That’s the one draw back to our move to Texas from Minnesota. All the kids and grandkids are there and we are here. The apostle Paul was right when he said that having a family (getting marriage) means that either God is getting short changed or the family is. Grandma and I have missed a lot, which I say with a touch of sadness. The grandchildren have missed out, too, and they know it. Well, maybe not grandma or especially Papa saying things like “Do you really want to wear your hair that way.” or “When we were your age.” or “That’s not the way we did it.” You know the stuff I mean.
Mind you, I would not trade the people of St. Paul for any. God was very generous in giving me a call to these disciples of Christ. Actually, if I am to be honest, it was Karen they wanted to come down here and be a part of the congregation. I was just lucky enough that they were willing to have me tag along as their pastor.
Karen and I have been blessed many times over. There is the love we share, 48 years and still going strong, three beautiful kids and the families who miss us as we miss being with them, wonderful friends in many states, and a community of believers in St. Paul that God has given me the privilege to serve and guide in a loving relationship with our Lord. It doesn’t get any better than that. Still, there are things we missed.
My prayer and desire for my children and grandchildren is that they find a spiritual home that lifts them up in a relationship with the Lord. I can’t be there as their pastor and saying that the preachers they have heard are, “Well, they’re not like you, Dad or Papa.” sounds nice, but it’s not enough. They need to grow in their own journey with Christ. I love them all dearly and want only the best for them. I look forward to the day I can see them again. Until then, I will serve the Lord to the best of my ability with the gifts He has given and pray that He watches over my families — all of them.
God bless and have a great week. Make a special moment with your kids or grandkids soon.

Data below -
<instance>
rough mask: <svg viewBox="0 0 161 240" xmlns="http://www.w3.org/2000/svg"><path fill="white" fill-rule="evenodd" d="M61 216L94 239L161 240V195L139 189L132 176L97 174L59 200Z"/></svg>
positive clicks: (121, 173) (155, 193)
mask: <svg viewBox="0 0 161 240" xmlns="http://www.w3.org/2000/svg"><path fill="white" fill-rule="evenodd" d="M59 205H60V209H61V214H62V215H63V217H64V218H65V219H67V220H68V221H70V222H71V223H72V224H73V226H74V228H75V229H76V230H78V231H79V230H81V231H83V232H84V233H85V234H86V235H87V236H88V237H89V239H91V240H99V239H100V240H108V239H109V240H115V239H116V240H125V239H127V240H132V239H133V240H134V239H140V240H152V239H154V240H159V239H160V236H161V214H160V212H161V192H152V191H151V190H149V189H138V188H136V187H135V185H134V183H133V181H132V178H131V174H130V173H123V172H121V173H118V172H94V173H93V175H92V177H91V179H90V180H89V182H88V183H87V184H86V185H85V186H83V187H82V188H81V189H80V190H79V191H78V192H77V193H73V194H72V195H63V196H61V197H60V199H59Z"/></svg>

Task list -
**1)** In the reflection on moving from Minnesota to Texas, for how many years has the writer shared love with Karen?
**2)** Continue the reflection on moving from Minnesota to Texas, picking up after its final sentence.

Task-by-task results -
**1)** 48 years.

**2)**
Greetings from Bulverde, Texas and the wonderful folks at the Red Roof Church. I’m Lee Harder the senior pastor at St. Paul wishing you God’s blessings this weekend and in the week ahead. If you’re in our neighborhood on 281 north of San Antonio this Sunday, I invite you to join us for worship at either 8:30 or 10:45AM. I promise, this is a fellowship of believers “Where God’s Word Is Heard” every week. We’ll be looking for you.
I have to apologize for not having a Vlog last week, but I had a good excuse. I was in Minnesota performing the marriage celebration of our oldest daughter and her new husband, Dan Jones. Besides the wedding, we got to visit with the grandchildren. When one adds the wonderfully cool weather, it was a great weekend. We flew up Thursday and returned on Monday and that’s the problem, we flew.
Since we don’t travel much or take the vacation time I should and fly even less, I got talked into bumping our tickets to first class. It was only $280.00 per person. I mention that not to impress, but to validate what I feel is an excessive amount for what was provided and experienced. I will explain.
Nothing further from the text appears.